Task statement
Beginning at the line that contains "of green undergrowth.", transcribe the remaining lines of the listing exactly; include the final line and omit everything before.

[Start Exercise materials]

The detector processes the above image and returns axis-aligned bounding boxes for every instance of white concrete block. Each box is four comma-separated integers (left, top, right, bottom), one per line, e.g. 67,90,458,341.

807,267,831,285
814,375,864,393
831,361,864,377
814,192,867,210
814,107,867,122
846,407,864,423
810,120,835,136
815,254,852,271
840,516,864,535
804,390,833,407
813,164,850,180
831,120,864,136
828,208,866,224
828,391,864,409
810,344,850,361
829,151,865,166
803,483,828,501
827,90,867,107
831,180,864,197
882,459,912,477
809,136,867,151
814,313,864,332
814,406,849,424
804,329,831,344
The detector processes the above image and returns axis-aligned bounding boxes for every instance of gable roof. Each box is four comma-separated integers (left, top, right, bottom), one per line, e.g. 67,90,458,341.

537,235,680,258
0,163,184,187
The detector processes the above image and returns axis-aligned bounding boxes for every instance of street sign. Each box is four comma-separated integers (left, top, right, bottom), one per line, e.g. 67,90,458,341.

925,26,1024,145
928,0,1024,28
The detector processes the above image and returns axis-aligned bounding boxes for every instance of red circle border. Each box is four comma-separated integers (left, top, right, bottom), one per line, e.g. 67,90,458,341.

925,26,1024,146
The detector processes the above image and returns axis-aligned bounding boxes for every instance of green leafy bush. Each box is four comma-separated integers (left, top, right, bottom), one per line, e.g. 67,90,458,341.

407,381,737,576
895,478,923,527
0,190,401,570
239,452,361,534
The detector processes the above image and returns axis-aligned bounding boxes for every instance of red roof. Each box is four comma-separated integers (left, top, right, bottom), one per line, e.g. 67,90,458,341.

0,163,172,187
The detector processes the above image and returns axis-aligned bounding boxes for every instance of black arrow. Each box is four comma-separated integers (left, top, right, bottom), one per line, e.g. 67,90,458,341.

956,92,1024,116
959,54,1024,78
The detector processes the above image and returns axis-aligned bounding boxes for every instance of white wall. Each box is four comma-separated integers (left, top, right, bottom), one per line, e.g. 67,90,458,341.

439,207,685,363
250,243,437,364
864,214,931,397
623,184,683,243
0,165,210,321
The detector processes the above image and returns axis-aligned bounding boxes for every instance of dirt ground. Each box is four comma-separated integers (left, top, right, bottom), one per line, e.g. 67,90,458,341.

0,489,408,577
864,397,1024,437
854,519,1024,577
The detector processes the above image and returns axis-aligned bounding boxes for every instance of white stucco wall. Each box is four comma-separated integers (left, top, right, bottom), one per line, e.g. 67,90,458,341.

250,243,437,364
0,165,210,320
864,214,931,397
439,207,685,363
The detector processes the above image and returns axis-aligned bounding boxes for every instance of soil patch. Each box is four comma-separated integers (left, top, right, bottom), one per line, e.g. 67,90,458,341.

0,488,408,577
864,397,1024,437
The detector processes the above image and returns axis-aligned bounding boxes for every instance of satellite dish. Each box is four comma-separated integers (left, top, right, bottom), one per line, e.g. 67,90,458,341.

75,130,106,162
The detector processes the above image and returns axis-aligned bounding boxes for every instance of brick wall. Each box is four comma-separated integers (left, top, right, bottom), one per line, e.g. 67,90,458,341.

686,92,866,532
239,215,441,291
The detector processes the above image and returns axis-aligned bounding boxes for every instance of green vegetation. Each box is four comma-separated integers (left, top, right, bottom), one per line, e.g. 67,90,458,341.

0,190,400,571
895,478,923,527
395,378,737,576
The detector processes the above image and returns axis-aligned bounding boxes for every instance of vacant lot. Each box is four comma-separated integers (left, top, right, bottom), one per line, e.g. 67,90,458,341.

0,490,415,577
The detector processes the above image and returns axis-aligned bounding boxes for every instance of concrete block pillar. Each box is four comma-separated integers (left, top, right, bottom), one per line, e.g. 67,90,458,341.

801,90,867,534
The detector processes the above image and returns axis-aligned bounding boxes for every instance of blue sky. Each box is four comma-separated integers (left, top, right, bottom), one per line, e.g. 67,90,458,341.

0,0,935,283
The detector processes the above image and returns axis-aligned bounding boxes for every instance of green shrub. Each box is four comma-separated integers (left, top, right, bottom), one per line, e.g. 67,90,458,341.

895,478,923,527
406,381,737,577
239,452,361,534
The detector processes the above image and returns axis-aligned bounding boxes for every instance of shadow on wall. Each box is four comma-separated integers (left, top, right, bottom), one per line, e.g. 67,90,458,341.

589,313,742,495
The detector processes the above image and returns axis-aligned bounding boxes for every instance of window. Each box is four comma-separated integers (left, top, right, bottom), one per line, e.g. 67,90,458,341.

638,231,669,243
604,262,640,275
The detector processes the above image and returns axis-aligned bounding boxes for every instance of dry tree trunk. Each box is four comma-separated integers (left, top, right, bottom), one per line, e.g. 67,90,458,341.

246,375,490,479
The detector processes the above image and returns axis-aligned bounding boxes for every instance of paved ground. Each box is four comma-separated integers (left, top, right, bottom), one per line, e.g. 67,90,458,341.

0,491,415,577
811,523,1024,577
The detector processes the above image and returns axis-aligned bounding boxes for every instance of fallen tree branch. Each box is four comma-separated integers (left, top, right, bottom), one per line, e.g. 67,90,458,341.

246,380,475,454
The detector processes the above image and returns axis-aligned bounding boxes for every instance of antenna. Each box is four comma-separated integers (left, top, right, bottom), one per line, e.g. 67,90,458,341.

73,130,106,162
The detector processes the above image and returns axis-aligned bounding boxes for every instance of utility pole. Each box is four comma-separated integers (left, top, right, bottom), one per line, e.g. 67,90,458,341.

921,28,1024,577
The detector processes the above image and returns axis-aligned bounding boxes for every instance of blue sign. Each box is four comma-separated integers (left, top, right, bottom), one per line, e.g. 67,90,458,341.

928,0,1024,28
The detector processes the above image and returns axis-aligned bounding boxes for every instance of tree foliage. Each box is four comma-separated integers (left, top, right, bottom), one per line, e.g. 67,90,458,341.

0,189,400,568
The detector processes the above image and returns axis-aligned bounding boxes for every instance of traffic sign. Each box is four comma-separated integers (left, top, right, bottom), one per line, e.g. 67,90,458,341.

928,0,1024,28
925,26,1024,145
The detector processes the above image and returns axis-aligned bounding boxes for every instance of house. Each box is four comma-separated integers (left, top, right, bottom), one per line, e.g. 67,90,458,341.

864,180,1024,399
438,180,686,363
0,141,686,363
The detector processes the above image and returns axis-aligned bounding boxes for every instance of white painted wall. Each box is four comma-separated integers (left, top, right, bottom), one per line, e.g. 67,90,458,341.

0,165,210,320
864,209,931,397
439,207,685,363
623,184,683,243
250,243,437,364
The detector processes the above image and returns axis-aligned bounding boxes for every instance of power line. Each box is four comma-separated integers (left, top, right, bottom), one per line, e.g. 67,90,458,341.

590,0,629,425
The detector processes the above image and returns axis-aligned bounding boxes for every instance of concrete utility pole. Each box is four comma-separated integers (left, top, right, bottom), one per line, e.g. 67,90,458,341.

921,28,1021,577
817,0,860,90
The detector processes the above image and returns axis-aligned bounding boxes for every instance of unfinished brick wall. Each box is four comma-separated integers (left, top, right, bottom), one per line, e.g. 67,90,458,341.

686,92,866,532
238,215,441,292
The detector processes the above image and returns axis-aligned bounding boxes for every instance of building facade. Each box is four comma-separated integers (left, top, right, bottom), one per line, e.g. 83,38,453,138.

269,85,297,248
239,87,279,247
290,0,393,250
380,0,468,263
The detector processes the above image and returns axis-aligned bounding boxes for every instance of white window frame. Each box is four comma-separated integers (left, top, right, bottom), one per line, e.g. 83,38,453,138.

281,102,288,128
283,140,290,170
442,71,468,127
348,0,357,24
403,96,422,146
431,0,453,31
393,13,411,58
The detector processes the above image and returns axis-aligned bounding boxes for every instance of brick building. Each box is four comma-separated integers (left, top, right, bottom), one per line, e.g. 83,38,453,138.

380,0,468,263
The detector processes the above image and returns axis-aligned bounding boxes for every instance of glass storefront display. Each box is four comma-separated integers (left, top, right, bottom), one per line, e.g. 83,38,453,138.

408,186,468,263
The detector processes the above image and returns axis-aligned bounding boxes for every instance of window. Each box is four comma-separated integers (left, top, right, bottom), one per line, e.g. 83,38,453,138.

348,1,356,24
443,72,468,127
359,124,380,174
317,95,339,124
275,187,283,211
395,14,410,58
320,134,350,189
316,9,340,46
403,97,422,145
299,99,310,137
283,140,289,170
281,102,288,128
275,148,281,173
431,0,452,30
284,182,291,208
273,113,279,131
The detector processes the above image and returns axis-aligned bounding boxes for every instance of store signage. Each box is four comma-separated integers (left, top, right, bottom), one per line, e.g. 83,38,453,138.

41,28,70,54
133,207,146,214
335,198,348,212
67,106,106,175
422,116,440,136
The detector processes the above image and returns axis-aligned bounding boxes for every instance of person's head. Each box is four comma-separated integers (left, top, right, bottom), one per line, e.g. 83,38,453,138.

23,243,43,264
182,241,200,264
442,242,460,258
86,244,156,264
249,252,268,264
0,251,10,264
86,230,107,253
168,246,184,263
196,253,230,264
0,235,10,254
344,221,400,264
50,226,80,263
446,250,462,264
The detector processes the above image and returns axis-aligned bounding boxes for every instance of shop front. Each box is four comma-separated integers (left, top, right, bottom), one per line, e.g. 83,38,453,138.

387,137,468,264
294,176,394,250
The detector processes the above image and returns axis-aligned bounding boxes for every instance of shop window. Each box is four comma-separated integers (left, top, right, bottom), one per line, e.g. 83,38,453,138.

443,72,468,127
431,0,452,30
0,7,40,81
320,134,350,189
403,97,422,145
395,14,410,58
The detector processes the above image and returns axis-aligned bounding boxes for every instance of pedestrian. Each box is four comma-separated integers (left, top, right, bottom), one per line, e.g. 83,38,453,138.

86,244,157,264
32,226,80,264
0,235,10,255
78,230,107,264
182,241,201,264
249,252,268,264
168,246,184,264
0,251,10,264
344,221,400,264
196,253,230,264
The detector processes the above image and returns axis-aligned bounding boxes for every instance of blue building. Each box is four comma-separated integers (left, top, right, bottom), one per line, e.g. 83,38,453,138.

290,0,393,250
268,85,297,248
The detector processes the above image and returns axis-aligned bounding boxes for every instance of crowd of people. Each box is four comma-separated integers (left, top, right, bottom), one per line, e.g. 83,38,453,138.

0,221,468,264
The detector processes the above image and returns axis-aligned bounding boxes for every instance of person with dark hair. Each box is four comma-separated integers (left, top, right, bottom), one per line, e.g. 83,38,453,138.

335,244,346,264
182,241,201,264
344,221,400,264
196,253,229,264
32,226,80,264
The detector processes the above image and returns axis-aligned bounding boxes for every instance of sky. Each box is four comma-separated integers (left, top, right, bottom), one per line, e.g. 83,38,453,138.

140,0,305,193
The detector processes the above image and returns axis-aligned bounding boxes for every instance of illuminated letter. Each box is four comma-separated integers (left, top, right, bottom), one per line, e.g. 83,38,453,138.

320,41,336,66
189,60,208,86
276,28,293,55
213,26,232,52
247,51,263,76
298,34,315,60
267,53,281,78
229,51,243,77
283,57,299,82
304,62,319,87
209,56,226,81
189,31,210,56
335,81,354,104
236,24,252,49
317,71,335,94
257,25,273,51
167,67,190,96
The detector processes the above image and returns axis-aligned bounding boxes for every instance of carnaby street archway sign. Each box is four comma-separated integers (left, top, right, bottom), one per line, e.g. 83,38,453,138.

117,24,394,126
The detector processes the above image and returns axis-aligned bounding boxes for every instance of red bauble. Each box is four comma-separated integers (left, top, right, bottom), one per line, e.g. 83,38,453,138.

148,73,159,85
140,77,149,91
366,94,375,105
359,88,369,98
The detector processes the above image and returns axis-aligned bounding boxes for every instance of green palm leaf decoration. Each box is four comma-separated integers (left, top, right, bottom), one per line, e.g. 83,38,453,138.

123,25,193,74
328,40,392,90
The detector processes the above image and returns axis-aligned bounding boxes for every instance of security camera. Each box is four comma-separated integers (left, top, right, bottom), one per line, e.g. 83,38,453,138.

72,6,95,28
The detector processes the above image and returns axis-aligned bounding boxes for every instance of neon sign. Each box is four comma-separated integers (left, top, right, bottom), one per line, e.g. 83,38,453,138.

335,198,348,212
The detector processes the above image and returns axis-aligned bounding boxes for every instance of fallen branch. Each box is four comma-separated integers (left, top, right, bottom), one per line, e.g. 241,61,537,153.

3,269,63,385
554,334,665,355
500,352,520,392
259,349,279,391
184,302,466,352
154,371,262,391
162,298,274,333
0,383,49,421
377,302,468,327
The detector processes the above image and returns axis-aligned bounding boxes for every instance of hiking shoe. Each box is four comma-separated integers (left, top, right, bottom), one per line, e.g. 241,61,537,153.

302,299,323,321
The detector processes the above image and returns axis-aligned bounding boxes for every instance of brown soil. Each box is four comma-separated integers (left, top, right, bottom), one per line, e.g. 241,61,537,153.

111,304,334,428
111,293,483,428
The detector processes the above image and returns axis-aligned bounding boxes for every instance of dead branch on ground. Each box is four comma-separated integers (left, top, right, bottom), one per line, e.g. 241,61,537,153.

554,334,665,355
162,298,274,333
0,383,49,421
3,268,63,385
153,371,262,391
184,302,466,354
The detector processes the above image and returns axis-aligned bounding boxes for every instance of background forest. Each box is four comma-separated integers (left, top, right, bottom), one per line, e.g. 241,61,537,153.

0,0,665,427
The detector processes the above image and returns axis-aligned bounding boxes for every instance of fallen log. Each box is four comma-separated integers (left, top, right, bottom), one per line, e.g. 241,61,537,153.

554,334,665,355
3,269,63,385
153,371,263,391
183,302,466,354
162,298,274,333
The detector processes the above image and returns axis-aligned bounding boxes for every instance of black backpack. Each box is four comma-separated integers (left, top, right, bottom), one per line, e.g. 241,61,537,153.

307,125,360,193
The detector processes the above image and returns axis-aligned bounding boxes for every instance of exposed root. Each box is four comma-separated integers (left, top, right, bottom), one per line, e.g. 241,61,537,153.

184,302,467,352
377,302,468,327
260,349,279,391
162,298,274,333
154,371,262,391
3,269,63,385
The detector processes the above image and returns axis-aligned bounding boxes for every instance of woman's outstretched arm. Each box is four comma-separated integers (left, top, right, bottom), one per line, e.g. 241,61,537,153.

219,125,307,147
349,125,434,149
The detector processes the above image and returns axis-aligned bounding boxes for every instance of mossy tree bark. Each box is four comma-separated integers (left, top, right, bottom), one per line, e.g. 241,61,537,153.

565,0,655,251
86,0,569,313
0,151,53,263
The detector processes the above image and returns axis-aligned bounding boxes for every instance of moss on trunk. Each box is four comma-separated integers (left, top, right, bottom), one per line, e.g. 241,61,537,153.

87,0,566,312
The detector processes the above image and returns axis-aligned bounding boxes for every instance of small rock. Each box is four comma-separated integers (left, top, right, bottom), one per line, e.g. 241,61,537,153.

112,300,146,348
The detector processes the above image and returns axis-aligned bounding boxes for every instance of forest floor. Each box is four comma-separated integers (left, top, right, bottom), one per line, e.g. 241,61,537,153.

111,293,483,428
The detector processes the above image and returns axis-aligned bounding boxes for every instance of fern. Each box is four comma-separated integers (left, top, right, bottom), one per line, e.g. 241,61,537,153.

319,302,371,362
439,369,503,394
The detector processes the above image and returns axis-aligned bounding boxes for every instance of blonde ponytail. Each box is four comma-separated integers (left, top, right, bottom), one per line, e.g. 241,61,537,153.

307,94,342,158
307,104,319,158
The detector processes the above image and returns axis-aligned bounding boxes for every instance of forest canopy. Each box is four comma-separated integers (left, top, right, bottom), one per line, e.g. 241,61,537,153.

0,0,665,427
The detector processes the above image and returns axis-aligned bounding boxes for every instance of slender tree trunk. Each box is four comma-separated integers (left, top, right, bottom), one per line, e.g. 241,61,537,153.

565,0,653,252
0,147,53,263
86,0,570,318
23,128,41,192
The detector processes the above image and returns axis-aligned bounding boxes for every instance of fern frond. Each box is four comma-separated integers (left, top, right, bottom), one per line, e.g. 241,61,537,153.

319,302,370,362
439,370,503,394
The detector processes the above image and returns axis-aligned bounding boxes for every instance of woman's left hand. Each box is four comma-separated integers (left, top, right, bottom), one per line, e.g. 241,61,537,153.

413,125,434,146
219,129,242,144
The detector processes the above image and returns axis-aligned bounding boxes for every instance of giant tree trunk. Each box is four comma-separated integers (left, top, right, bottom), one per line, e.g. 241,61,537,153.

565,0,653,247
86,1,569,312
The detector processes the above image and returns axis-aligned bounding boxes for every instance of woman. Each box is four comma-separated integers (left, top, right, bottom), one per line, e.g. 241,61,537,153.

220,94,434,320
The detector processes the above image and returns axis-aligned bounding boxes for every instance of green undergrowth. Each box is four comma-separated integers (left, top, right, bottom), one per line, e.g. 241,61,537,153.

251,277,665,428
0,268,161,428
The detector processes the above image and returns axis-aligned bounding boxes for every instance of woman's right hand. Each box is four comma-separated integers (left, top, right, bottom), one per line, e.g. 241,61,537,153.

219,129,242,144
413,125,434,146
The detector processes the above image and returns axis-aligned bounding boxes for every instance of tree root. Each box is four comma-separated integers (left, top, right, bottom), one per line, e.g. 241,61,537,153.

[End Exercise materials]

Output for this task
The detector processes the above image and returns axis-aligned bounding boxes for every instance of green undergrowth. Each box is four comma-separated integers (left, top, right, bottom), one per line, e.g. 241,61,537,153.

251,277,665,428
0,268,161,428
The detector processes the above image and returns axis-aligned bounding boxes for every instance of woman's right hand. Each box is four comma-separated integers (left, top, right, bottom), one per line, e.g. 241,61,537,153.

219,129,242,144
413,125,434,146
The detector processes the above image and returns axis-aligned bounding boxes for every instance of tree root. Each box is four comma-separated integers (left, top, right, bottom), one per line, e.g. 241,61,537,153.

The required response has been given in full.